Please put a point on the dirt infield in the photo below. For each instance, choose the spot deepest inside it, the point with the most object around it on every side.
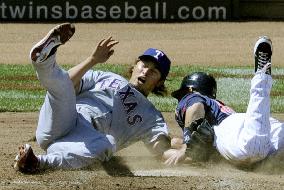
(132, 168)
(215, 44)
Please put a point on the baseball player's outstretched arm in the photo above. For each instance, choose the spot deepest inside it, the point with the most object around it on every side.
(101, 54)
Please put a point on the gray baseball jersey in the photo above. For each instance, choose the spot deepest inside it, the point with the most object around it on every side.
(114, 107)
(106, 115)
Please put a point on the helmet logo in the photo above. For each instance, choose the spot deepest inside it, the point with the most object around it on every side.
(159, 53)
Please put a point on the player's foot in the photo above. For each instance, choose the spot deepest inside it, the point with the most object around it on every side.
(48, 45)
(262, 54)
(26, 161)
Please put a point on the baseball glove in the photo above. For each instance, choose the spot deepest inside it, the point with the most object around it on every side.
(199, 147)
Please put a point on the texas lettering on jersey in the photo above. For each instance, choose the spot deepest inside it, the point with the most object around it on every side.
(128, 100)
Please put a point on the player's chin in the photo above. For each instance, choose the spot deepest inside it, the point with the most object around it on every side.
(177, 143)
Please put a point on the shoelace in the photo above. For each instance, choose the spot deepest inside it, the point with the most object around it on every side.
(262, 59)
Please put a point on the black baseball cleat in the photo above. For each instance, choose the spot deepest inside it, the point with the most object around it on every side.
(26, 161)
(48, 45)
(262, 54)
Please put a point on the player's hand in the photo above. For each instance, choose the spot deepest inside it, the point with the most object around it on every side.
(104, 50)
(174, 156)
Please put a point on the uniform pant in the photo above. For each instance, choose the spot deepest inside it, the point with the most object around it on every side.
(245, 138)
(69, 139)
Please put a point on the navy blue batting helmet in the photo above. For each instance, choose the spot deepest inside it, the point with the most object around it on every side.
(200, 82)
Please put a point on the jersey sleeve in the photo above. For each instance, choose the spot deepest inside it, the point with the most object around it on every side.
(89, 80)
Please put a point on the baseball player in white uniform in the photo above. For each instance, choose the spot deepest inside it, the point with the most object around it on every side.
(246, 138)
(89, 115)
(241, 138)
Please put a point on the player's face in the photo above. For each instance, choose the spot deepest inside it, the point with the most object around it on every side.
(145, 77)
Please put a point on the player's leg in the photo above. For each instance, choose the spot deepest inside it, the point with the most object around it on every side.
(255, 136)
(244, 138)
(79, 148)
(58, 113)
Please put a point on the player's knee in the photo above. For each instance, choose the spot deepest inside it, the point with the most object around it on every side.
(176, 142)
(43, 141)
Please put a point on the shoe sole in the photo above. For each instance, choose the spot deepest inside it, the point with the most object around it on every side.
(262, 39)
(26, 151)
(57, 36)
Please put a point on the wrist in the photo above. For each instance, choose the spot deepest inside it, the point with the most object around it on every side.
(92, 60)
(186, 135)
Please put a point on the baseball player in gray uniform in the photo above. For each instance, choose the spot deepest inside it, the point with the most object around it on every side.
(241, 138)
(89, 115)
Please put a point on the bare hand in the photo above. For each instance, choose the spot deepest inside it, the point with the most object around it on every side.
(104, 50)
(174, 156)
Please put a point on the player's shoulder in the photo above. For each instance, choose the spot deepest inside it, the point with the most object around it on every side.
(107, 74)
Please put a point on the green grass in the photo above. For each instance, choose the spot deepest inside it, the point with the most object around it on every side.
(20, 90)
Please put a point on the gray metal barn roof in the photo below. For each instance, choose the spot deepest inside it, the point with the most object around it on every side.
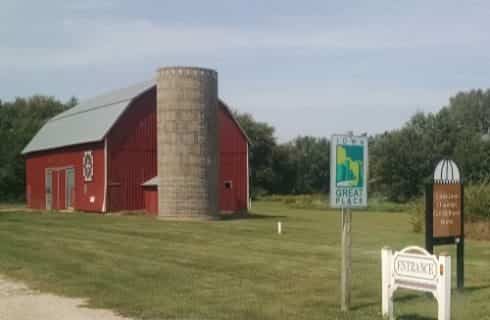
(90, 120)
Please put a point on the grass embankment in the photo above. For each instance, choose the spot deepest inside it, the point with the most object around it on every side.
(234, 269)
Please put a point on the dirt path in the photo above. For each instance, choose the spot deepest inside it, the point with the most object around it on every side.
(18, 302)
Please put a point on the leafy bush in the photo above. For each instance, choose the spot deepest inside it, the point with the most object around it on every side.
(417, 215)
(477, 199)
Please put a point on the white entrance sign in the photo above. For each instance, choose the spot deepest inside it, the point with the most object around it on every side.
(416, 269)
(348, 171)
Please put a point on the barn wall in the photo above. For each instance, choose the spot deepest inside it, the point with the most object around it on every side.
(131, 146)
(233, 164)
(38, 162)
(151, 199)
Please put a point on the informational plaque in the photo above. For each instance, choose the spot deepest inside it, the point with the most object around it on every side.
(447, 210)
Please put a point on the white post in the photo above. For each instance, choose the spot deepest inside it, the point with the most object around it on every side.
(386, 290)
(444, 288)
(346, 264)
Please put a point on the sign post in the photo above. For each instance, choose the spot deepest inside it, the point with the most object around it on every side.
(348, 189)
(346, 259)
(414, 268)
(444, 218)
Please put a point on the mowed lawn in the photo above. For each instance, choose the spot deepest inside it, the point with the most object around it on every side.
(228, 269)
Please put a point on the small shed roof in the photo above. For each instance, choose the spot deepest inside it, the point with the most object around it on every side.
(91, 120)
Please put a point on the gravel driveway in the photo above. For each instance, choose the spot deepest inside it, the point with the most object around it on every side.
(18, 302)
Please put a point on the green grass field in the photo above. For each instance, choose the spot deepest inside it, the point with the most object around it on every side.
(229, 269)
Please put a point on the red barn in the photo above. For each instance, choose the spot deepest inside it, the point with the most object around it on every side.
(100, 156)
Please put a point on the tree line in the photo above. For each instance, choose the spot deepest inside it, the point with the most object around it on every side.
(400, 161)
(19, 122)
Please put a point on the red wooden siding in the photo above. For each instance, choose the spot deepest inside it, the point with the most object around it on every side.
(233, 177)
(151, 199)
(58, 160)
(132, 154)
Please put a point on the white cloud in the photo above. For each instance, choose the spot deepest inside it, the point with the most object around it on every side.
(84, 42)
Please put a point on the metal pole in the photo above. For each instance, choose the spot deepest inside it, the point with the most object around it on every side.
(429, 222)
(460, 248)
(346, 259)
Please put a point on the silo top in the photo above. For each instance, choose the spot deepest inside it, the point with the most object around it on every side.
(447, 172)
(188, 71)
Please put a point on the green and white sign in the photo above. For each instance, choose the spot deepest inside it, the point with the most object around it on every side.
(348, 171)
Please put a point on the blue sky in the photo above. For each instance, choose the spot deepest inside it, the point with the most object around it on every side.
(307, 67)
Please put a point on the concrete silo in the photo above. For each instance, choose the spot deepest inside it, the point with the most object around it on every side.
(187, 142)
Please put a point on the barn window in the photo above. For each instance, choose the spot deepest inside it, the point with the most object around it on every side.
(88, 166)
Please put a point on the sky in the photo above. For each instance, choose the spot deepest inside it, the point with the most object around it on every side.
(306, 67)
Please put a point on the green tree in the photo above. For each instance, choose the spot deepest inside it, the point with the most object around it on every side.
(261, 151)
(19, 122)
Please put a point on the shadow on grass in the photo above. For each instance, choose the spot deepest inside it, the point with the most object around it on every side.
(249, 215)
(414, 317)
(473, 288)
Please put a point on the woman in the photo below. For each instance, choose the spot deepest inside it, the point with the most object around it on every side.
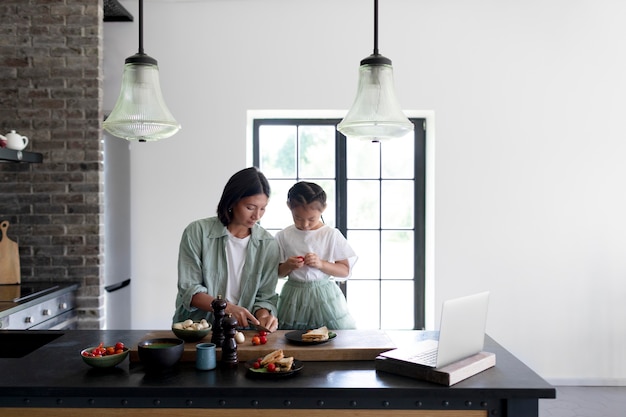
(232, 256)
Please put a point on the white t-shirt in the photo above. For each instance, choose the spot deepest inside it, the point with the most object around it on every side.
(327, 242)
(235, 258)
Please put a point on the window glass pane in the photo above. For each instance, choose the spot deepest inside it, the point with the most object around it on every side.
(397, 157)
(362, 159)
(397, 204)
(394, 295)
(363, 205)
(278, 150)
(365, 313)
(317, 151)
(367, 247)
(397, 254)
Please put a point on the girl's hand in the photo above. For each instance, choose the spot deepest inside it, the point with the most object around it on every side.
(312, 260)
(295, 262)
(267, 320)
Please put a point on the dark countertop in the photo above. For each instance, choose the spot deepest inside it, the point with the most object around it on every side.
(63, 378)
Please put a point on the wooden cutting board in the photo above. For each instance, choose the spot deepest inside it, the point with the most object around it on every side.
(349, 345)
(9, 258)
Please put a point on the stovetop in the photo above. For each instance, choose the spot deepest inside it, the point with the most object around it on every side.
(16, 293)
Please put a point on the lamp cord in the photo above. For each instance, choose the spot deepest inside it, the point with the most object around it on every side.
(141, 26)
(375, 27)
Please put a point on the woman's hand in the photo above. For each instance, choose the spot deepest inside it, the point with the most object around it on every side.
(240, 314)
(267, 320)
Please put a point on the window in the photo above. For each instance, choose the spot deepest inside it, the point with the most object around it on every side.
(376, 198)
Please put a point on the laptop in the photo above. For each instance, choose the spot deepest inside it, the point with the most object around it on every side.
(461, 334)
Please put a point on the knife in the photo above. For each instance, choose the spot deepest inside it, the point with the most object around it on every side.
(259, 327)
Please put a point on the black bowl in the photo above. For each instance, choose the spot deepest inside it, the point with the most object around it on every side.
(161, 353)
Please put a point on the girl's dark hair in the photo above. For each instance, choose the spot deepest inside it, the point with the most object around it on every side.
(242, 184)
(303, 193)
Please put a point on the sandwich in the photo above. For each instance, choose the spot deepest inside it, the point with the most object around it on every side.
(272, 357)
(285, 364)
(316, 335)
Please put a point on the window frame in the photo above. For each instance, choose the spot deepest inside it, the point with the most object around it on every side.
(341, 179)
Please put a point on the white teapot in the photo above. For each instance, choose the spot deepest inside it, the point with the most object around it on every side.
(15, 141)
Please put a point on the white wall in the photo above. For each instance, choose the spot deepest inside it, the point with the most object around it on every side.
(530, 144)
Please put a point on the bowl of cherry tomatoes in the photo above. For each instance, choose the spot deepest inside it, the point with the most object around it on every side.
(102, 356)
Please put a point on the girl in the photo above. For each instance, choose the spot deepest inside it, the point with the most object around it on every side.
(310, 253)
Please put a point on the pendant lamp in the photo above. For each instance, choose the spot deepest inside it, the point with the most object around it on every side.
(376, 113)
(140, 112)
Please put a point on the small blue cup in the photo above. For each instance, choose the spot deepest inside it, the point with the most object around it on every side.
(205, 356)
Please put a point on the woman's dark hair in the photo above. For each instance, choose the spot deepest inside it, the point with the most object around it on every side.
(242, 184)
(303, 193)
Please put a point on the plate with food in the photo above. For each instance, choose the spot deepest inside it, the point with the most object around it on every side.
(311, 337)
(273, 365)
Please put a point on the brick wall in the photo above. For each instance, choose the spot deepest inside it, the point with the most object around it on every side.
(51, 92)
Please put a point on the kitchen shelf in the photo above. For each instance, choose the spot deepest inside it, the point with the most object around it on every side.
(12, 155)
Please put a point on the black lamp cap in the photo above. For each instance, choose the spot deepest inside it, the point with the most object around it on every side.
(376, 59)
(141, 58)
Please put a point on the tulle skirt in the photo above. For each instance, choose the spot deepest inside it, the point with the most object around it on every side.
(313, 304)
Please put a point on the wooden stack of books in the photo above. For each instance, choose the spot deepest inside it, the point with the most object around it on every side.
(446, 375)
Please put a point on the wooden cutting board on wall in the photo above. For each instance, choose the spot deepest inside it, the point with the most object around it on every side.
(9, 258)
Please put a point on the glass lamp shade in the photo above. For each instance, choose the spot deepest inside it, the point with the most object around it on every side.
(376, 113)
(140, 112)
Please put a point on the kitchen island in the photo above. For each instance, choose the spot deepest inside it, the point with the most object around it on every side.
(54, 381)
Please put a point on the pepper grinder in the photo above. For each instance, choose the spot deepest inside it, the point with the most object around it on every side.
(229, 347)
(219, 307)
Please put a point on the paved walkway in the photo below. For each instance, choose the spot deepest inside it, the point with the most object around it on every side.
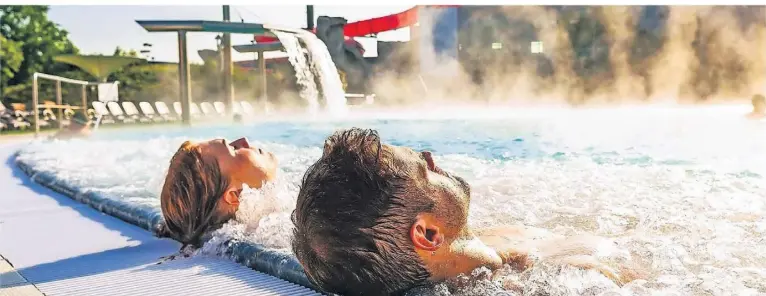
(62, 247)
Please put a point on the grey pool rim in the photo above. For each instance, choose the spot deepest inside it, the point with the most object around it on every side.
(278, 264)
(257, 257)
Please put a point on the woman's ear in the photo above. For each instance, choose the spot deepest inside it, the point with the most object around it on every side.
(425, 234)
(231, 196)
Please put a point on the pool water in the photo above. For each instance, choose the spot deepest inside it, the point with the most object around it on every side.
(680, 188)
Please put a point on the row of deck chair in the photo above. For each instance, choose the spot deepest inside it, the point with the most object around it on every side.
(112, 112)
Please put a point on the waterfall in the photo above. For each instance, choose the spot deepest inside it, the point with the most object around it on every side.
(319, 65)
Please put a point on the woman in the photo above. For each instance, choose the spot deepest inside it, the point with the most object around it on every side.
(203, 184)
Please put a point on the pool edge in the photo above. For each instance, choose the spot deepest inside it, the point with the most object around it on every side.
(257, 257)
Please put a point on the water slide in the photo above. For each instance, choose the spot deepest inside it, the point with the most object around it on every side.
(347, 54)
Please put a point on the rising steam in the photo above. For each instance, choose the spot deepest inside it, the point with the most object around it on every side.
(607, 54)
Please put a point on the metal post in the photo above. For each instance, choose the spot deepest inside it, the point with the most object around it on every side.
(228, 88)
(85, 100)
(184, 89)
(262, 67)
(35, 102)
(310, 17)
(60, 112)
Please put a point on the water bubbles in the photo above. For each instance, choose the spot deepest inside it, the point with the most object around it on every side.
(682, 195)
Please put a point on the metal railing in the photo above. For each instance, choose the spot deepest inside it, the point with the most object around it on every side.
(59, 104)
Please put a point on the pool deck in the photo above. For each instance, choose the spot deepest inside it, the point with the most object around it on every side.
(53, 245)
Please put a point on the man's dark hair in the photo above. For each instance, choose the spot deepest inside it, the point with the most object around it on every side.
(352, 220)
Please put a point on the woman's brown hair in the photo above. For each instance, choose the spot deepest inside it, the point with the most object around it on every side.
(190, 196)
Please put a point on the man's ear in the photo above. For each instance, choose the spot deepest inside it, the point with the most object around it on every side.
(426, 234)
(231, 196)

···

TASK STATEMENT: Take the line that holds "Please put a point on the metal railing" as the first and the last line of the material as the final one. Print that span exactly, both ends included.

OUTPUT:
Please put a point on the metal railing in the photo above. For each instance, choose the spot deepest inside it, the point with the most object around it on every side.
(59, 104)
Please put a point on the pool deck in the photo above. For each instance, choose the spot deepest inside it, the point with the most object around it on every side.
(53, 245)
Please put a point on the man's dark hair in the photo above. For each instance, choose the spot deepest inside it, the point with the most object around it on every side.
(352, 220)
Please put a point on the woman's brown hair in the photo above. For each instance, choose the spot deepest inside it, the point with the most object around it on every side.
(190, 196)
Please put a point on the man's ear in the photo above. For each instance, choose the spot deepest inside it, the point with the most object around it on every side.
(426, 234)
(231, 196)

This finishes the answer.